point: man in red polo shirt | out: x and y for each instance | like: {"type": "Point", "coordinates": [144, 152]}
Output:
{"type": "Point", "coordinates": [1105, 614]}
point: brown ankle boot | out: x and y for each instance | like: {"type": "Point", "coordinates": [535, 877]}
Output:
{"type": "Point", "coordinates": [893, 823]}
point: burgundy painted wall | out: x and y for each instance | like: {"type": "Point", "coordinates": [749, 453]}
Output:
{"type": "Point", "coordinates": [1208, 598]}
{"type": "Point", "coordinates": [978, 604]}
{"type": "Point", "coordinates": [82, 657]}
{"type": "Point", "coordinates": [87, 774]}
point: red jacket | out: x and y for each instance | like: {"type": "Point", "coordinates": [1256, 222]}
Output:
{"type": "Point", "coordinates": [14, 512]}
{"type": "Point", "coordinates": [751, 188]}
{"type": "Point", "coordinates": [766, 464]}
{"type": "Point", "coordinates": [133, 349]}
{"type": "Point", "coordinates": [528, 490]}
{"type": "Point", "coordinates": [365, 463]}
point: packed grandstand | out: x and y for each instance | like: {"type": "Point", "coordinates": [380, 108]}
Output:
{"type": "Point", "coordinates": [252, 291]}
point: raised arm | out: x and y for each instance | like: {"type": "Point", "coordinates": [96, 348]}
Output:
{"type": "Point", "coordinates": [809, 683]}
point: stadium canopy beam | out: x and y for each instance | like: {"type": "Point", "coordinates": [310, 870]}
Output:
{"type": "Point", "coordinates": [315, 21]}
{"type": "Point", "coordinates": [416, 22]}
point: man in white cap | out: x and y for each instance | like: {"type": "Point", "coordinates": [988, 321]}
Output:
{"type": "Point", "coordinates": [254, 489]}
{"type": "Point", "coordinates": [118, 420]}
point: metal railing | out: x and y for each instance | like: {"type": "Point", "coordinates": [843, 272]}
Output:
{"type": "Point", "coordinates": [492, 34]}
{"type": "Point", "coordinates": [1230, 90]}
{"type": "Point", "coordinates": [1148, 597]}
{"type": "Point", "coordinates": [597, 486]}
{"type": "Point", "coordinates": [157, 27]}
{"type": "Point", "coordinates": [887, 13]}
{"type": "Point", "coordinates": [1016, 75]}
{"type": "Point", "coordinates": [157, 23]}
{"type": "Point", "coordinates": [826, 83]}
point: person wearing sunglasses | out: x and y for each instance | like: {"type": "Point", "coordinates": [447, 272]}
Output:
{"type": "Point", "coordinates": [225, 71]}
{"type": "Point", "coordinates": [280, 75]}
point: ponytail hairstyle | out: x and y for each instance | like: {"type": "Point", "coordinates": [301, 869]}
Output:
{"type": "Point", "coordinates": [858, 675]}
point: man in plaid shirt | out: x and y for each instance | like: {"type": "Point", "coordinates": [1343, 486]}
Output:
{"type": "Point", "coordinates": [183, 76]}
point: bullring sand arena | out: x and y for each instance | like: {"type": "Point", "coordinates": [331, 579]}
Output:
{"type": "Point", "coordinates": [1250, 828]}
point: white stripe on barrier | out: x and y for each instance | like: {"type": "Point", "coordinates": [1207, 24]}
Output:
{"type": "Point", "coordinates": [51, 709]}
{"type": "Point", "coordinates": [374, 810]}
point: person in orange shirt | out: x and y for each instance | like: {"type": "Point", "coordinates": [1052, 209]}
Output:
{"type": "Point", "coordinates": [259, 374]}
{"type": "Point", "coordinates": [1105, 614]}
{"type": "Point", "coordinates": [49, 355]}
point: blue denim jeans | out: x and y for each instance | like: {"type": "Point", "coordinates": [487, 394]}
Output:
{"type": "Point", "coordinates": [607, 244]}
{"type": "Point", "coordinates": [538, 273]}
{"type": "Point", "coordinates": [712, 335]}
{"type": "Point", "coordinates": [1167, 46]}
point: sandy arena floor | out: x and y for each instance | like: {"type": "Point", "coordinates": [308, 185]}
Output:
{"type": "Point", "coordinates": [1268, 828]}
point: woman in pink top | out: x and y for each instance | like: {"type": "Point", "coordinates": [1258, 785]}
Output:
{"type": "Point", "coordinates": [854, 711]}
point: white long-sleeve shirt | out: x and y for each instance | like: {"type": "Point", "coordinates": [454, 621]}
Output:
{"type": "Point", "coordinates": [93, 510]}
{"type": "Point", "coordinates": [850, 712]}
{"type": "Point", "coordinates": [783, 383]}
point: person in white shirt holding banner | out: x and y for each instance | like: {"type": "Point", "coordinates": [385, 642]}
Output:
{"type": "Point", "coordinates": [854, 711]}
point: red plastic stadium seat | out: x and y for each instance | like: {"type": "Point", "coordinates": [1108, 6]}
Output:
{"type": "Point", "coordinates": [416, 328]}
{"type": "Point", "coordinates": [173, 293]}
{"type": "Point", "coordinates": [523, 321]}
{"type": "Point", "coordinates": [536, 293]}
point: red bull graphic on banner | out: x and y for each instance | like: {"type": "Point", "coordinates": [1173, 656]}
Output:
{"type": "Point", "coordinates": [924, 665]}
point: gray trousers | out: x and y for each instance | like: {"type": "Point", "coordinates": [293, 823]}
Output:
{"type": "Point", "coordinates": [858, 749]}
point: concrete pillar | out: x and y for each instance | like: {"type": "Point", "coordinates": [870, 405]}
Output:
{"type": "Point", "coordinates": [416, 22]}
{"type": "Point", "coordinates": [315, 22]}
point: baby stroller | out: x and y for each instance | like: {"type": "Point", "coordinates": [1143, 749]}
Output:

■ ■ ■ ■

Can you reproduce every one of the records above, line for line and character for character?

point: man in red polo shirt | out: x and y for each instance | like: {"type": "Point", "coordinates": [144, 152]}
Output:
{"type": "Point", "coordinates": [1105, 614]}
point: brown ankle boot | out: x and y for each instance | like: {"type": "Point", "coordinates": [535, 877]}
Output:
{"type": "Point", "coordinates": [893, 823]}
point: burgundy painted wall | out: x and y for each instance | like: {"type": "Point", "coordinates": [749, 453]}
Output:
{"type": "Point", "coordinates": [1208, 598]}
{"type": "Point", "coordinates": [978, 604]}
{"type": "Point", "coordinates": [82, 657]}
{"type": "Point", "coordinates": [87, 774]}
point: red jacket | out: x and y for each instance | like: {"type": "Point", "coordinates": [1256, 222]}
Output:
{"type": "Point", "coordinates": [14, 512]}
{"type": "Point", "coordinates": [751, 188]}
{"type": "Point", "coordinates": [766, 464]}
{"type": "Point", "coordinates": [133, 349]}
{"type": "Point", "coordinates": [528, 490]}
{"type": "Point", "coordinates": [365, 463]}
point: packed grandstand | out: x and y for each instance | like: {"type": "Point", "coordinates": [380, 108]}
Output:
{"type": "Point", "coordinates": [252, 291]}
point: raised arm | out: x and y for each instance | like: {"type": "Point", "coordinates": [96, 348]}
Output:
{"type": "Point", "coordinates": [809, 683]}
point: stadium canopy beam | out: x and y for each instance | like: {"type": "Point", "coordinates": [310, 870]}
Output:
{"type": "Point", "coordinates": [315, 21]}
{"type": "Point", "coordinates": [416, 22]}
point: man in white cap | out: x and y for each instance | like: {"type": "Point", "coordinates": [988, 321]}
Output:
{"type": "Point", "coordinates": [254, 489]}
{"type": "Point", "coordinates": [118, 420]}
point: metal railing | out: x and y for each instance | like: {"type": "Point", "coordinates": [843, 272]}
Output:
{"type": "Point", "coordinates": [492, 34]}
{"type": "Point", "coordinates": [1230, 90]}
{"type": "Point", "coordinates": [1148, 597]}
{"type": "Point", "coordinates": [597, 486]}
{"type": "Point", "coordinates": [157, 27]}
{"type": "Point", "coordinates": [887, 13]}
{"type": "Point", "coordinates": [1016, 75]}
{"type": "Point", "coordinates": [157, 23]}
{"type": "Point", "coordinates": [826, 83]}
point: person wearing sunglasses | out: x and y for each instance | like: {"type": "Point", "coordinates": [447, 272]}
Output:
{"type": "Point", "coordinates": [225, 71]}
{"type": "Point", "coordinates": [280, 75]}
point: ponytail hairstyle | out: x and y for each instance | like: {"type": "Point", "coordinates": [301, 869]}
Output:
{"type": "Point", "coordinates": [858, 675]}
point: man in plaid shirt | out: x and y for each instance | like: {"type": "Point", "coordinates": [1343, 486]}
Output:
{"type": "Point", "coordinates": [183, 76]}
point: bullring sand arena | out: x and y for each instance | like: {"type": "Point", "coordinates": [331, 579]}
Output:
{"type": "Point", "coordinates": [1250, 828]}
point: white stripe on barrier | out: x and y for each instance | like: {"type": "Point", "coordinates": [1207, 24]}
Output:
{"type": "Point", "coordinates": [51, 709]}
{"type": "Point", "coordinates": [374, 810]}
point: person in orange shirt | out: x and y for each instance | like: {"type": "Point", "coordinates": [1052, 209]}
Output:
{"type": "Point", "coordinates": [259, 374]}
{"type": "Point", "coordinates": [1105, 614]}
{"type": "Point", "coordinates": [49, 355]}
point: blue denim jeans | out: x and y for each instance | like: {"type": "Point", "coordinates": [487, 394]}
Output:
{"type": "Point", "coordinates": [607, 244]}
{"type": "Point", "coordinates": [538, 273]}
{"type": "Point", "coordinates": [712, 335]}
{"type": "Point", "coordinates": [1167, 46]}
point: sandy arena floor | out: x and y for each instance | like: {"type": "Point", "coordinates": [308, 185]}
Output:
{"type": "Point", "coordinates": [1268, 828]}
point: woman in pink top | out: x and y for each instance | like: {"type": "Point", "coordinates": [1258, 785]}
Output:
{"type": "Point", "coordinates": [854, 711]}
point: white long-sleeve shirt | out: x and y for each instance | like: {"type": "Point", "coordinates": [454, 621]}
Output:
{"type": "Point", "coordinates": [93, 510]}
{"type": "Point", "coordinates": [850, 712]}
{"type": "Point", "coordinates": [783, 383]}
point: person in white shirt holding banner | out: x and y for each instance | like: {"type": "Point", "coordinates": [385, 642]}
Output:
{"type": "Point", "coordinates": [854, 711]}
point: red plastic stadium seat | out: x and y for each instance | like: {"type": "Point", "coordinates": [1108, 6]}
Output:
{"type": "Point", "coordinates": [416, 328]}
{"type": "Point", "coordinates": [173, 293]}
{"type": "Point", "coordinates": [523, 321]}
{"type": "Point", "coordinates": [536, 293]}
point: red bull graphic on banner | out: x and y for each instance | like: {"type": "Point", "coordinates": [1173, 656]}
Output:
{"type": "Point", "coordinates": [924, 665]}
point: gray trousers | out: x and y for each instance | like: {"type": "Point", "coordinates": [293, 823]}
Output:
{"type": "Point", "coordinates": [858, 749]}
point: concrete pillar | out: x and y for each instance | like: {"type": "Point", "coordinates": [870, 405]}
Output:
{"type": "Point", "coordinates": [416, 22]}
{"type": "Point", "coordinates": [315, 22]}
point: baby stroller | out: x and y for each instance | like: {"type": "Point", "coordinates": [1143, 749]}
Output:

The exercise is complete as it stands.